YOUR INSTRUCTIONS
Write out every record in full, exactly as written, please.

INFORMATION PROVIDED
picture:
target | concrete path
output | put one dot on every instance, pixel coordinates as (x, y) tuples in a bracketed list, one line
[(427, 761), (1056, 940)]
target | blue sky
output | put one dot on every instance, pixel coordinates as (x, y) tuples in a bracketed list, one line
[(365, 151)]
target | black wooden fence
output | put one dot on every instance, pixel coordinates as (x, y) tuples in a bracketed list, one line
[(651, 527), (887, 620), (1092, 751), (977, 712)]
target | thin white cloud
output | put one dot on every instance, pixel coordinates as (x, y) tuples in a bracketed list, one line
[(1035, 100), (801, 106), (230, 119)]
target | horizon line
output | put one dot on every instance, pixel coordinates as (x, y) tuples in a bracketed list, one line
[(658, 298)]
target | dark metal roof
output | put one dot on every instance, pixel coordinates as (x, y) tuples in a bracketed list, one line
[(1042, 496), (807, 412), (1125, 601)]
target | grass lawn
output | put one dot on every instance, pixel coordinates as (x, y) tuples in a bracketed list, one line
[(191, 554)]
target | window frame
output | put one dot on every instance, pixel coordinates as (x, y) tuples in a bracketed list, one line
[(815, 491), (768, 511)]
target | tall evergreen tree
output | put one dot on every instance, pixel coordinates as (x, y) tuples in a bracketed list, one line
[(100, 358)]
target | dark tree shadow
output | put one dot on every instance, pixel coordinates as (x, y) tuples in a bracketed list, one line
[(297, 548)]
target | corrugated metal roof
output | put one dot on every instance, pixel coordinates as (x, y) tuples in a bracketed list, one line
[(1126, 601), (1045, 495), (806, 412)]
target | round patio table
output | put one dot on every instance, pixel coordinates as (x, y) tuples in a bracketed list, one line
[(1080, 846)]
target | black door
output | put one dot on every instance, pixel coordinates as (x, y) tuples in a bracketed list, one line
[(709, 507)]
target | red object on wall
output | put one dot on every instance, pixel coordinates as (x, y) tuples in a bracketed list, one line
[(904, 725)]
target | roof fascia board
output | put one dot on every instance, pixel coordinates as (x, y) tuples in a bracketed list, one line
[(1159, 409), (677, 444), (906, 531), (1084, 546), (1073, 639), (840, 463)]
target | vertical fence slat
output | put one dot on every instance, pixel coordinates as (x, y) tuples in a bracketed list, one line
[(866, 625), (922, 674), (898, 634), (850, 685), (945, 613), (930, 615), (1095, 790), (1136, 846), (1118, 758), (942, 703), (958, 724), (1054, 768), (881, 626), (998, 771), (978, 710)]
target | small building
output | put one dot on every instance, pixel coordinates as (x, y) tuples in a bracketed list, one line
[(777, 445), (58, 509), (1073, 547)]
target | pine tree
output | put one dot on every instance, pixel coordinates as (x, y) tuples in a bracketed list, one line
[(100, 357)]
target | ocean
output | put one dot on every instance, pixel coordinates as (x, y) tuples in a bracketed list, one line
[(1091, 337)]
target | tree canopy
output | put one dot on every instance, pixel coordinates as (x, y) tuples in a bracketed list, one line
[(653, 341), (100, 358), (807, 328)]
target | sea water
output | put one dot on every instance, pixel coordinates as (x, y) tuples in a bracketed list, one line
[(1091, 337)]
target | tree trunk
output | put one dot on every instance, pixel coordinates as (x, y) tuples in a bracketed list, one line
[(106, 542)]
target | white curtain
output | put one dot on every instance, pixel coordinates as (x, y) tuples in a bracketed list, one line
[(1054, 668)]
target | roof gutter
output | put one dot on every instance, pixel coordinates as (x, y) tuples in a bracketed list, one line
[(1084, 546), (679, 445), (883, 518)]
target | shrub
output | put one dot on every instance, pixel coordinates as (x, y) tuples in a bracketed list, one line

REPLY TO THE TASK
picture:
target | concrete path
output | put one dot on every instance, pixel coordinates as (x, y) tuples in a bracketed list, one line
[(427, 761), (1056, 940)]
target | blue sky
output | put one dot on every instance, pixel coordinates as (x, y) tuples in a bracketed list, one line
[(365, 151)]
target | black wooden fence
output | put one dot on every instance, pixel coordinates as (x, y) tuples in a bracketed list, one line
[(651, 527), (887, 620), (1092, 751), (977, 712)]
target | thin white cloud
output | put one dot on every instance, pixel coordinates as (x, y) tuples in a bracketed list, one line
[(1035, 100), (801, 106), (230, 119)]
target | horizon line
output | put one dot on every instance, pixel coordinates as (x, y) tuples in a bracketed list, one line
[(658, 298)]
target | dark metal roof
output | put one dot on every instance, pixel coordinates as (x, y) tuples in a bracketed list, one line
[(1042, 496), (807, 412), (1125, 601)]
target | grass lawn
output | put one dot on every instance, pixel coordinates as (x, y) tuples in a bracketed list, one line
[(191, 554)]
target | window frame
output | put one dot on every instance, pixel coordinates as (x, y) tuples in a bracketed list, one line
[(815, 491), (768, 511)]
target | tall evergreen tree
output | put one dot on every instance, pixel coordinates as (x, y) tuples in a bracketed list, one line
[(100, 358)]
target | dark tree shadow
output | put one dot on every instance, pixel coordinates as (x, y) tuples in a bracketed list, one line
[(297, 548)]
target | corrugated metal roof
output | put one dot on every instance, pixel coordinates as (x, y) tuples in a bracketed list, one line
[(1126, 601), (1045, 495), (806, 412)]
target | round patio table
output | put one dot on every instance, pixel coordinates as (x, y) tuples in a bracketed list, one line
[(1080, 846)]
target | black door
output | put one dot on every instance, pixel coordinates as (x, y) tuples in a bracketed list, one line
[(709, 507)]
target | red object on wall
output | put one dot on every instance, pixel coordinates as (x, y) tuples in a bracketed list, one line
[(904, 725)]
target | roof fascia board
output | put one dot on every instance, pixel coordinates as (x, y) tuples in a bracketed list, one line
[(1159, 409), (677, 444), (906, 531), (1084, 546), (1073, 639), (840, 463)]
target | vertical fence slat
output | put one dot on every instance, pixel coordinates as (x, y) tuples in a bracketed list, one line
[(866, 625), (922, 674), (898, 634), (850, 685), (945, 613), (930, 615), (1095, 790), (1136, 846), (1118, 758), (942, 703), (958, 724), (1054, 768), (881, 626), (998, 771), (978, 710)]
target | small building
output | put one dot on every instance, pixel coordinates as (x, y) tuples in a bracketed list, one line
[(777, 445), (58, 509), (1073, 547)]
target | pine tree
output | put one dot on every instance, pixel coordinates as (x, y) tuples in a bracketed list, one line
[(100, 357)]
target | ocean
output | put one dot on every instance, pixel coordinates as (x, y) tuples in a bracketed list, one line
[(1091, 337)]
target | tree canopy
output | put one dot on every instance, pixel coordinates as (x, y) tuples in a bracketed list, one line
[(653, 341), (100, 358), (807, 328)]
target | sea water
output | put one dot on every instance, pixel coordinates as (x, y) tuples in a bracketed list, one line
[(1091, 337)]
target | tree trunk
output | put one dot on every instance, pixel coordinates as (x, y) tuples in a bracketed list, one line
[(106, 542)]
target | white curtain
output | put one dot on every instance, pixel coordinates as (x, y) tuples in a bracketed list, one line
[(1054, 668)]
target | roof gutter
output | put one dot on every instance, pixel coordinates as (x, y) tuples in a bracketed list, one line
[(1084, 546), (679, 445), (883, 518)]
target | shrub
output | put one dot on every instance, pixel coordinates as (x, y) tuples in a bracketed list, one line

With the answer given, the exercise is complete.